Text
____
Thursday, December 31, 2009

Book Review: It’s Kind of a Funny Story by Ned Vizzini


Ninth grader Craig Gilner is at his wit’s end. It all started in eighth grade when he studied day and night working on getting accepted to Manhattan‘s Executive Pre-Professional High School. This high school was supposed to be his ticket to getting a good job and succeeding in life. Now that he is in ninth grade, he feels like his life is slipping away. He has trouble eating anything more than yogurt and mostly does not sleep. So one night he checks himself into the emergency room because he is considering committing suicide.

It is in the mental hospital that he enters after the emergency room that Craig begins to accept himself as he is. This is also where many of the funniest parts of the book happen. It’s Kind of a Funny Story is more upbeat than Julie Halpern’s Get Well Soon. And while both It’s Kind of a Funny Story and Thirteen Reason’s Why are both about teen depression, Funny Story is focused on recovery and less about the past.

I found this books to be a funny and even though it is long at 444 pages, it is a very fast read.
____
Required tasks
[a] Answer these from the book review, one answer to a line, marked the same way:
(i) Which high school did Craig study day and night to get into during eighth grade?
(ii) What is nearly the only food Craig can manage to eat?
(iii) How many pages long is the book?
[b] Copy part of the book review word for word. Begin at the words "Ninth grader Craig" and stop after the words "considering committing suicide.".
____
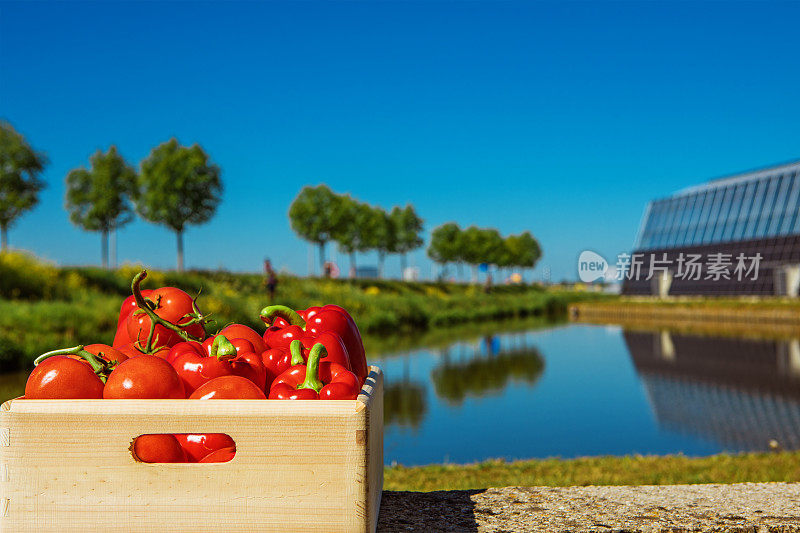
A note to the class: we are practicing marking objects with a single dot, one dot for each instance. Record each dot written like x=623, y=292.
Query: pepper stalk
x=312, y=380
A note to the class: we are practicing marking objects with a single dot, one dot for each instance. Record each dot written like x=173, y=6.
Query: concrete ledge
x=739, y=508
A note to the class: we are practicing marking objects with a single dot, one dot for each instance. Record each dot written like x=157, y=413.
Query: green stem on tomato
x=296, y=349
x=222, y=348
x=154, y=318
x=100, y=367
x=271, y=312
x=312, y=380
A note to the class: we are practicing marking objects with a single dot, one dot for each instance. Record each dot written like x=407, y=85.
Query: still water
x=577, y=389
x=573, y=390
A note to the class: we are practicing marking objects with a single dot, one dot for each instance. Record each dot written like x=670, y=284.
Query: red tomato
x=228, y=388
x=246, y=363
x=145, y=376
x=240, y=331
x=128, y=307
x=106, y=352
x=159, y=448
x=200, y=445
x=172, y=305
x=62, y=377
x=129, y=349
x=195, y=369
x=222, y=455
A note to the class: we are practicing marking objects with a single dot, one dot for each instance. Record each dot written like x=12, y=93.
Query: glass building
x=743, y=224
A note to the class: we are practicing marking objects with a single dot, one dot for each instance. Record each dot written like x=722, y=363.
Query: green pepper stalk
x=101, y=368
x=269, y=313
x=296, y=349
x=312, y=380
x=222, y=348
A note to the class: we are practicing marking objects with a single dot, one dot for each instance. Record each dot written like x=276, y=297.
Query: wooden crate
x=66, y=465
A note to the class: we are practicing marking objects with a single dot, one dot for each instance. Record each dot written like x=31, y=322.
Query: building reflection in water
x=740, y=393
x=485, y=368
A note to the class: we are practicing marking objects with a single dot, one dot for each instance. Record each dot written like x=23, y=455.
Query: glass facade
x=755, y=214
x=751, y=206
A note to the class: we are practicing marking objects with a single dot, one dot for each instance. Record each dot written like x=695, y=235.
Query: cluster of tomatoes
x=161, y=351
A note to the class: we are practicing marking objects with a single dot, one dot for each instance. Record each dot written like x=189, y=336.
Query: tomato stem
x=312, y=380
x=271, y=312
x=154, y=318
x=101, y=367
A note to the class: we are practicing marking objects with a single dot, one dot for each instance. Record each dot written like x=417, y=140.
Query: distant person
x=270, y=279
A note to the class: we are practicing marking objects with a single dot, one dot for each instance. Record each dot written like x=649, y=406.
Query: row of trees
x=319, y=215
x=175, y=186
x=474, y=246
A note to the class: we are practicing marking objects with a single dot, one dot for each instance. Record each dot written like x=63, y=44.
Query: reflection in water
x=740, y=393
x=404, y=404
x=478, y=373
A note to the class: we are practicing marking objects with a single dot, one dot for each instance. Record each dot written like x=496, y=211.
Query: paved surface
x=739, y=508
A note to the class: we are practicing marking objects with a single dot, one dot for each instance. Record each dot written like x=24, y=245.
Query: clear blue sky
x=563, y=119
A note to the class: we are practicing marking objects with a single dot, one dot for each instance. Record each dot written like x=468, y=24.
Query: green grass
x=43, y=307
x=605, y=470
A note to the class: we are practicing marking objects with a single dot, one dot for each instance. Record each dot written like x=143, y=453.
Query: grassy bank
x=607, y=470
x=43, y=306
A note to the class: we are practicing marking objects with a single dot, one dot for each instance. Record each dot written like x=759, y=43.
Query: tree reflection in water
x=404, y=403
x=486, y=372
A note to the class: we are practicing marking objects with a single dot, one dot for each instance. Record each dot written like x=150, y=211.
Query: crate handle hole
x=183, y=448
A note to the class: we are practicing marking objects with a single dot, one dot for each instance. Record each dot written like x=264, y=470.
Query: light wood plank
x=299, y=465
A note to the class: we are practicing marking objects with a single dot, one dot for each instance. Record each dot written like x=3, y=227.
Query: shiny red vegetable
x=198, y=446
x=316, y=380
x=145, y=376
x=316, y=320
x=224, y=360
x=228, y=388
x=158, y=448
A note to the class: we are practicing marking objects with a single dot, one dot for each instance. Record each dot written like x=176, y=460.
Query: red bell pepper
x=282, y=337
x=279, y=360
x=328, y=318
x=316, y=380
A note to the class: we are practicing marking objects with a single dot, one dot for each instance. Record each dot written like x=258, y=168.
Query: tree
x=316, y=215
x=353, y=236
x=523, y=250
x=383, y=236
x=20, y=166
x=491, y=247
x=531, y=251
x=408, y=226
x=443, y=247
x=471, y=243
x=98, y=198
x=177, y=186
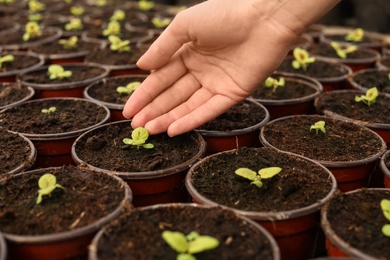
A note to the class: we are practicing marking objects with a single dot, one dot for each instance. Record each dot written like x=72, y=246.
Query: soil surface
x=14, y=151
x=76, y=206
x=137, y=235
x=343, y=103
x=300, y=183
x=104, y=148
x=71, y=115
x=243, y=115
x=358, y=219
x=343, y=141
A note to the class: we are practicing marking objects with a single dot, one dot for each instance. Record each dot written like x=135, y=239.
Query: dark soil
x=293, y=89
x=71, y=115
x=105, y=90
x=342, y=141
x=11, y=93
x=358, y=219
x=299, y=184
x=104, y=148
x=373, y=78
x=318, y=69
x=137, y=235
x=243, y=115
x=344, y=104
x=61, y=210
x=14, y=151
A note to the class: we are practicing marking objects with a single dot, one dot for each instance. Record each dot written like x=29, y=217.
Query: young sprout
x=274, y=83
x=355, y=35
x=32, y=30
x=318, y=126
x=47, y=184
x=69, y=43
x=256, y=177
x=6, y=58
x=187, y=246
x=138, y=138
x=49, y=110
x=342, y=51
x=118, y=15
x=369, y=97
x=385, y=206
x=129, y=88
x=58, y=72
x=145, y=5
x=301, y=59
x=113, y=28
x=118, y=45
x=74, y=24
x=161, y=22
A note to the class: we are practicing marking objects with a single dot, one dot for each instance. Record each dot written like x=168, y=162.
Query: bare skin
x=212, y=56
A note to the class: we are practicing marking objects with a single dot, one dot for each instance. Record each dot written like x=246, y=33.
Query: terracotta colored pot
x=66, y=244
x=66, y=89
x=295, y=231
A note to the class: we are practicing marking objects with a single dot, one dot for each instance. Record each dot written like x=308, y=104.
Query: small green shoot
x=47, y=184
x=256, y=177
x=187, y=246
x=118, y=45
x=69, y=43
x=129, y=88
x=6, y=58
x=343, y=51
x=145, y=5
x=318, y=126
x=369, y=97
x=385, y=206
x=74, y=24
x=32, y=30
x=355, y=35
x=113, y=28
x=138, y=138
x=49, y=110
x=302, y=59
x=58, y=72
x=161, y=22
x=274, y=83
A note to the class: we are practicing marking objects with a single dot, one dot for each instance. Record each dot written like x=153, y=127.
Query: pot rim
x=65, y=235
x=262, y=215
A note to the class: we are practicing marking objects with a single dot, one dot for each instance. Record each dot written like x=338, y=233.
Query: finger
x=172, y=97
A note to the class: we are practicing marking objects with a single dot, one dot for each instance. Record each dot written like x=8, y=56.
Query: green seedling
x=274, y=83
x=69, y=43
x=138, y=138
x=118, y=45
x=118, y=16
x=74, y=24
x=58, y=72
x=161, y=22
x=129, y=88
x=113, y=28
x=369, y=97
x=256, y=177
x=32, y=30
x=145, y=5
x=318, y=126
x=6, y=58
x=343, y=51
x=355, y=35
x=187, y=246
x=302, y=59
x=49, y=110
x=47, y=184
x=385, y=206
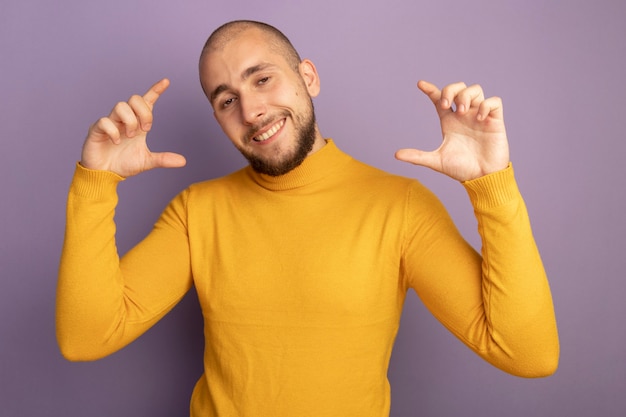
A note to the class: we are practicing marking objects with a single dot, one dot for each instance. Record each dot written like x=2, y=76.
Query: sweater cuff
x=493, y=190
x=94, y=185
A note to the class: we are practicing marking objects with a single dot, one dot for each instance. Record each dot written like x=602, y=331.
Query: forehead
x=228, y=62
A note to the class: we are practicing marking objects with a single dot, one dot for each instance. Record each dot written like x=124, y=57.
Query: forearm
x=100, y=305
x=519, y=314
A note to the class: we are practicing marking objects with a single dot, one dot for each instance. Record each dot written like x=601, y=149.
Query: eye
x=228, y=102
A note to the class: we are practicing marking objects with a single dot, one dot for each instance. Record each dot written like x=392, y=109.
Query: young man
x=302, y=260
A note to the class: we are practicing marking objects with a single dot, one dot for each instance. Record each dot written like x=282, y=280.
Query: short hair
x=277, y=40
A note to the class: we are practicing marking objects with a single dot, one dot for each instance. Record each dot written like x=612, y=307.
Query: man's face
x=263, y=105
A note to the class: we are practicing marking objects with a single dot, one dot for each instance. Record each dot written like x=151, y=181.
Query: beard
x=305, y=139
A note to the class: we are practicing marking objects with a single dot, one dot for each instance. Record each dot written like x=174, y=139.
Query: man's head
x=261, y=93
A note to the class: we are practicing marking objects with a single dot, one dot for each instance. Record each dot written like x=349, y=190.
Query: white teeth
x=265, y=136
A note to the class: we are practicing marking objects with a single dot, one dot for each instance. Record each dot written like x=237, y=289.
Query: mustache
x=267, y=121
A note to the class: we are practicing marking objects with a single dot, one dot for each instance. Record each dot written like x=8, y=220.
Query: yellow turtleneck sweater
x=302, y=278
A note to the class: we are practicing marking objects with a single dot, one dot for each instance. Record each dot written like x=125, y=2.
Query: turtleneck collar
x=315, y=167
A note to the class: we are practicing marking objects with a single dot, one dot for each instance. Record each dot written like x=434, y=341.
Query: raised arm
x=103, y=303
x=498, y=303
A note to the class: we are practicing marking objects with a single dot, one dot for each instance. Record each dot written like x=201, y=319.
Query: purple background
x=559, y=67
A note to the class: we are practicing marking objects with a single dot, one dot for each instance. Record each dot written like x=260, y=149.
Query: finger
x=417, y=157
x=469, y=97
x=449, y=93
x=166, y=160
x=105, y=128
x=430, y=90
x=491, y=107
x=153, y=94
x=142, y=110
x=126, y=119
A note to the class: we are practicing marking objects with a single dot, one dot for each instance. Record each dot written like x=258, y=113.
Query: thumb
x=167, y=160
x=417, y=157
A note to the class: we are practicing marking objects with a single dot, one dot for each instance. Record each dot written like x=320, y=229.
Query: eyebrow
x=247, y=73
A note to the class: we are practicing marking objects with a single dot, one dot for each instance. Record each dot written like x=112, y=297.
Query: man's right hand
x=117, y=143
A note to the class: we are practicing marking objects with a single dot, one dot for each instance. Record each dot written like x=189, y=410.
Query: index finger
x=153, y=94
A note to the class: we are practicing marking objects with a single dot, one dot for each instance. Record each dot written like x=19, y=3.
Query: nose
x=252, y=108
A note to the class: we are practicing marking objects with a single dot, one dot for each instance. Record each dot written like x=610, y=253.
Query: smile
x=270, y=132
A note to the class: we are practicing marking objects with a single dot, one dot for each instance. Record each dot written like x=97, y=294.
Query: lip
x=278, y=125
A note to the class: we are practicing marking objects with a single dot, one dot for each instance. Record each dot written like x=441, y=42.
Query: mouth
x=269, y=132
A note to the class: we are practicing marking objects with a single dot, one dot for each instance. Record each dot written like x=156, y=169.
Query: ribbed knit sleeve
x=103, y=303
x=497, y=302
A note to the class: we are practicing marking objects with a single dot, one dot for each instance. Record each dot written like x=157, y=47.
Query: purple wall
x=559, y=67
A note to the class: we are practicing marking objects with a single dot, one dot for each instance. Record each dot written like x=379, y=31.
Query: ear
x=308, y=72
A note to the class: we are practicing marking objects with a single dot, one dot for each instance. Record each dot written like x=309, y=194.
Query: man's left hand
x=474, y=138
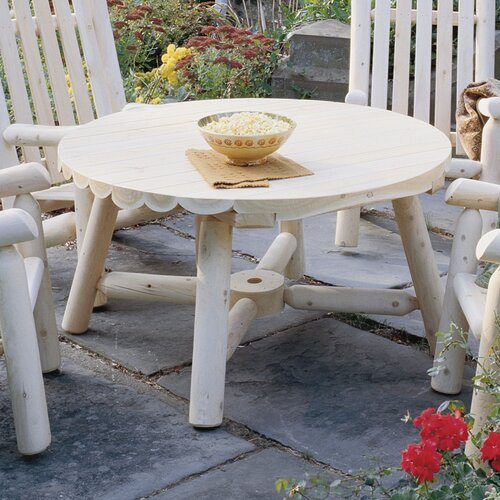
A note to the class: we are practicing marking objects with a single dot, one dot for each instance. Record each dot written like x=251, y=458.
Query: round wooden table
x=358, y=154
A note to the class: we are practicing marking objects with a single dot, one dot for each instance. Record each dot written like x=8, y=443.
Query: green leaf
x=478, y=493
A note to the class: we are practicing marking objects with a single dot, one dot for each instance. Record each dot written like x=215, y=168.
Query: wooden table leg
x=91, y=260
x=420, y=257
x=211, y=323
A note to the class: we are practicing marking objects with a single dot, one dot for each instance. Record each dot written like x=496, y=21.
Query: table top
x=358, y=154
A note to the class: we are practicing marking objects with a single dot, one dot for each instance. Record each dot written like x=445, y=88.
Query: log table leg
x=211, y=323
x=448, y=380
x=420, y=257
x=91, y=260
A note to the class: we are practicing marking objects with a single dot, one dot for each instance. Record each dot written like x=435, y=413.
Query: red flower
x=421, y=460
x=235, y=64
x=131, y=16
x=446, y=432
x=208, y=29
x=144, y=8
x=420, y=420
x=491, y=450
x=226, y=29
x=221, y=60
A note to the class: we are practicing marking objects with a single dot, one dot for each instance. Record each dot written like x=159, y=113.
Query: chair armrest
x=23, y=179
x=473, y=194
x=490, y=107
x=356, y=97
x=16, y=226
x=488, y=248
x=463, y=168
x=26, y=134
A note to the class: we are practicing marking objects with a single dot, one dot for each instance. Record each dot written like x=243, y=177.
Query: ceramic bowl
x=245, y=150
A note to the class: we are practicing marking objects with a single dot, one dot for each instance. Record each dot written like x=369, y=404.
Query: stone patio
x=305, y=392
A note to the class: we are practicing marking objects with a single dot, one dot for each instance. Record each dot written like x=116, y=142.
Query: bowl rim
x=292, y=123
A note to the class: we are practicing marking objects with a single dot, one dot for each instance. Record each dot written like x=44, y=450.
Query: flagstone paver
x=108, y=441
x=251, y=478
x=327, y=389
x=150, y=336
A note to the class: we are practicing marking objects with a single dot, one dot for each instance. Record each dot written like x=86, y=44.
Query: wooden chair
x=61, y=70
x=369, y=83
x=466, y=305
x=27, y=317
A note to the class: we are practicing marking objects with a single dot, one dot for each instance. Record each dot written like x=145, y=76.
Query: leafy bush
x=222, y=62
x=438, y=467
x=142, y=30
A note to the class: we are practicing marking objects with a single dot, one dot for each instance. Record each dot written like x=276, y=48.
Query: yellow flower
x=164, y=71
x=181, y=52
x=171, y=50
x=172, y=78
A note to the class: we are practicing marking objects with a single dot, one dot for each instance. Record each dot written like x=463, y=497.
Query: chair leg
x=211, y=324
x=463, y=260
x=24, y=371
x=347, y=229
x=91, y=259
x=45, y=319
x=482, y=402
x=296, y=267
x=420, y=257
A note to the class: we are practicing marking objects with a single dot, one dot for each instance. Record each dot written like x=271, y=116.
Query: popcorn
x=247, y=123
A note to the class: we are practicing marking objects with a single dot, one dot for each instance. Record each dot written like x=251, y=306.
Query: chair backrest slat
x=423, y=60
x=485, y=40
x=73, y=58
x=36, y=77
x=55, y=67
x=380, y=72
x=444, y=63
x=106, y=43
x=61, y=68
x=401, y=82
x=465, y=50
x=15, y=76
x=8, y=155
x=434, y=69
x=93, y=56
x=359, y=66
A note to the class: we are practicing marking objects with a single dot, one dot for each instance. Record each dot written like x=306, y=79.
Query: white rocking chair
x=27, y=319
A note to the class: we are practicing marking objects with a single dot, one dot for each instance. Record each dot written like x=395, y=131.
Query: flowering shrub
x=142, y=29
x=161, y=84
x=437, y=466
x=440, y=452
x=228, y=62
x=490, y=451
x=222, y=62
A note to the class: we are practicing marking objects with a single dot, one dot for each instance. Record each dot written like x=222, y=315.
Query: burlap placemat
x=470, y=122
x=221, y=175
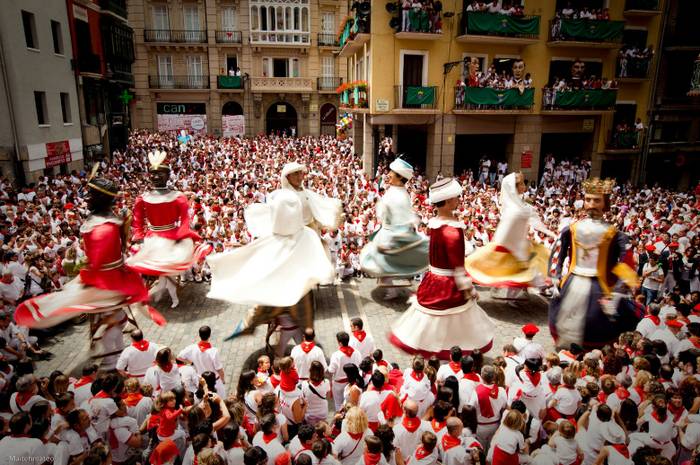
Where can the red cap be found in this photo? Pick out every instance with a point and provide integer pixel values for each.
(530, 329)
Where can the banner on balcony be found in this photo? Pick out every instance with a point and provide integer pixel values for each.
(420, 95)
(233, 125)
(593, 30)
(191, 123)
(586, 99)
(505, 98)
(493, 23)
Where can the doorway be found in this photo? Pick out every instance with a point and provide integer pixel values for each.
(281, 118)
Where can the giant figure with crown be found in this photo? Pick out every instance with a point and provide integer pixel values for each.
(592, 307)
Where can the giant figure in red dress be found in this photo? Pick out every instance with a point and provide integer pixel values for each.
(445, 312)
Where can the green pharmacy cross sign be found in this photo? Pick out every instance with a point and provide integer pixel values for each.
(126, 97)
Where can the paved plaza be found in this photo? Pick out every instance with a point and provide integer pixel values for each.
(336, 305)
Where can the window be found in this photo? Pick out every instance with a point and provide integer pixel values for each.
(42, 116)
(29, 29)
(228, 19)
(57, 37)
(65, 108)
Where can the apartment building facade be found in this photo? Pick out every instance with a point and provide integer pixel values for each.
(41, 131)
(413, 75)
(235, 67)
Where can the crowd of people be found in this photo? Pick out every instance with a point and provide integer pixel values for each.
(634, 401)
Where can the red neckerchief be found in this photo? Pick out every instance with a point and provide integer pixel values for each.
(483, 394)
(347, 350)
(372, 459)
(360, 335)
(140, 345)
(421, 453)
(534, 377)
(437, 426)
(448, 442)
(622, 393)
(83, 381)
(133, 398)
(23, 397)
(307, 346)
(622, 449)
(655, 414)
(204, 345)
(675, 411)
(411, 424)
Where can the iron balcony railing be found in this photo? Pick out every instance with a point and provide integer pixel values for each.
(229, 37)
(329, 82)
(416, 97)
(327, 39)
(178, 82)
(176, 36)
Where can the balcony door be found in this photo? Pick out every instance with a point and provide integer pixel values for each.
(165, 71)
(413, 75)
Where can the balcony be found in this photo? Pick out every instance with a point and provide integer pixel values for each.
(631, 69)
(327, 39)
(89, 63)
(353, 95)
(281, 84)
(587, 33)
(416, 97)
(627, 141)
(118, 7)
(178, 82)
(355, 33)
(328, 84)
(494, 28)
(229, 37)
(175, 36)
(593, 101)
(230, 82)
(642, 8)
(280, 38)
(489, 100)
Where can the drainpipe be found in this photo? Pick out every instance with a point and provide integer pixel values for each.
(642, 168)
(19, 169)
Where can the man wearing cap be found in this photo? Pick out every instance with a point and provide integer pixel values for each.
(591, 309)
(161, 222)
(445, 313)
(105, 284)
(396, 250)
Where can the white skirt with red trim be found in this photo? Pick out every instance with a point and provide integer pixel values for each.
(159, 256)
(429, 332)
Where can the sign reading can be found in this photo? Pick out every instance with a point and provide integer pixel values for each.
(167, 108)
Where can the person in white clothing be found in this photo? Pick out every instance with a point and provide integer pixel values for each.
(306, 353)
(344, 354)
(359, 339)
(205, 357)
(138, 357)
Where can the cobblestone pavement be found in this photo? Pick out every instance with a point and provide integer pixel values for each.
(336, 305)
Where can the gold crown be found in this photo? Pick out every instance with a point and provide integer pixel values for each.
(598, 186)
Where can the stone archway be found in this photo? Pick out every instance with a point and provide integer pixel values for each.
(280, 118)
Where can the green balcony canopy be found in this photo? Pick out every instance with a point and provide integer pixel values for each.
(586, 98)
(420, 95)
(592, 30)
(504, 98)
(494, 23)
(230, 82)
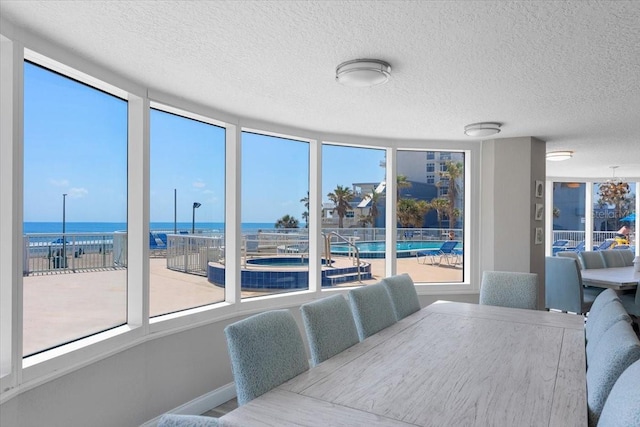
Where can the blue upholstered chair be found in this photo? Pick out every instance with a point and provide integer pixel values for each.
(330, 327)
(372, 309)
(618, 349)
(509, 289)
(265, 350)
(174, 420)
(403, 295)
(622, 407)
(563, 286)
(592, 260)
(613, 258)
(573, 255)
(610, 314)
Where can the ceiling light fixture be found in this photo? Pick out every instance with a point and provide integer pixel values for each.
(363, 72)
(558, 156)
(482, 129)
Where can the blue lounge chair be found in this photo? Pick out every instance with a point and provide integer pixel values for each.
(559, 245)
(446, 252)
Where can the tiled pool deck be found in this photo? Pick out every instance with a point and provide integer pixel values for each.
(61, 307)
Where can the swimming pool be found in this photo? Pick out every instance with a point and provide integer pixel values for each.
(404, 249)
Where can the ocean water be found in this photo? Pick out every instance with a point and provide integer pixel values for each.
(109, 227)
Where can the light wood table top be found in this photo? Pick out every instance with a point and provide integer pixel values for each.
(450, 364)
(618, 278)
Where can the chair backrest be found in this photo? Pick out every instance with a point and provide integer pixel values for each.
(563, 285)
(595, 328)
(571, 254)
(560, 242)
(330, 327)
(372, 309)
(403, 295)
(605, 245)
(592, 259)
(628, 256)
(448, 246)
(616, 351)
(613, 258)
(265, 350)
(509, 289)
(175, 420)
(622, 407)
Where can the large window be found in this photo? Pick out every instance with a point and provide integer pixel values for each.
(353, 215)
(186, 233)
(75, 210)
(275, 203)
(430, 217)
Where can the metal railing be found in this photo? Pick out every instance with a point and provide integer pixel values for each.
(72, 252)
(349, 242)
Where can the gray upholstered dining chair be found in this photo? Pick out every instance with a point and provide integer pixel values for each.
(372, 309)
(509, 289)
(571, 254)
(266, 350)
(622, 407)
(330, 327)
(175, 420)
(611, 314)
(403, 295)
(592, 259)
(618, 348)
(613, 258)
(563, 286)
(631, 302)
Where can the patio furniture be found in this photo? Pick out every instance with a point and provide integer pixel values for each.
(446, 252)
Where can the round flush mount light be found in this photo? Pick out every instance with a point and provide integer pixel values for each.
(558, 156)
(363, 72)
(482, 129)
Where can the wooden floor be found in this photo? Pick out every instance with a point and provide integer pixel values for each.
(226, 407)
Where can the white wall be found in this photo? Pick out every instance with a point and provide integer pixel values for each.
(510, 168)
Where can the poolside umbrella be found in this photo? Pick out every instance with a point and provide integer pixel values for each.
(630, 218)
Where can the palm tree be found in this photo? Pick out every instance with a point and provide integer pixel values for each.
(287, 221)
(454, 171)
(305, 214)
(341, 197)
(401, 182)
(441, 206)
(373, 211)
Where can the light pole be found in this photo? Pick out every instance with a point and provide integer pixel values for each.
(196, 205)
(64, 230)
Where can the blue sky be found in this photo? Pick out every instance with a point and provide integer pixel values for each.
(75, 143)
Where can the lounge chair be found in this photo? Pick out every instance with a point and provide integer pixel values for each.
(559, 245)
(446, 252)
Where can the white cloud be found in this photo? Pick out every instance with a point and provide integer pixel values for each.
(59, 182)
(78, 193)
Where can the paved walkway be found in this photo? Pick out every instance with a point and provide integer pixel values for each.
(62, 307)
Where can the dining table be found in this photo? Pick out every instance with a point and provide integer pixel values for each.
(449, 364)
(617, 278)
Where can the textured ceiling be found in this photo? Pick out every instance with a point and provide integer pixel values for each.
(565, 72)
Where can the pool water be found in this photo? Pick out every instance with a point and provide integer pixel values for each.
(376, 249)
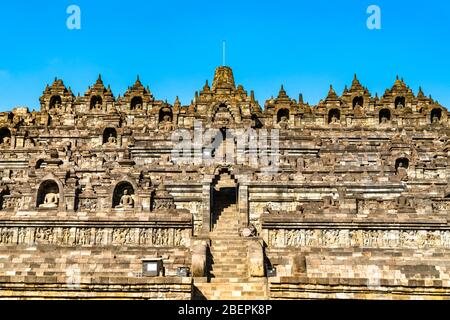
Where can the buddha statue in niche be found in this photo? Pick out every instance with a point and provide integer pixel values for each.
(51, 200)
(126, 201)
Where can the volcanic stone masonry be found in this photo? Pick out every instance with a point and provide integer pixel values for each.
(358, 208)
____
Solution list
[a]
(i) Manhattan's Executive Pre-Professional High School
(ii) Yogurt
(iii) 444 pages

[b]
Ninth grader Craig Gilner is at his wit’s end. It all started in eighth grade when he studied day and night working on getting accepted to Manhattan‘s Executive Pre-Professional High School. This high school was supposed to be his ticket to getting a good job and succeeding in life. Now that he is in ninth grade, he feels like his life is slipping away. He has trouble eating anything more than yogurt and mostly does not sleep. So one night he checks himself into the emergency room because he is considering committing suicide.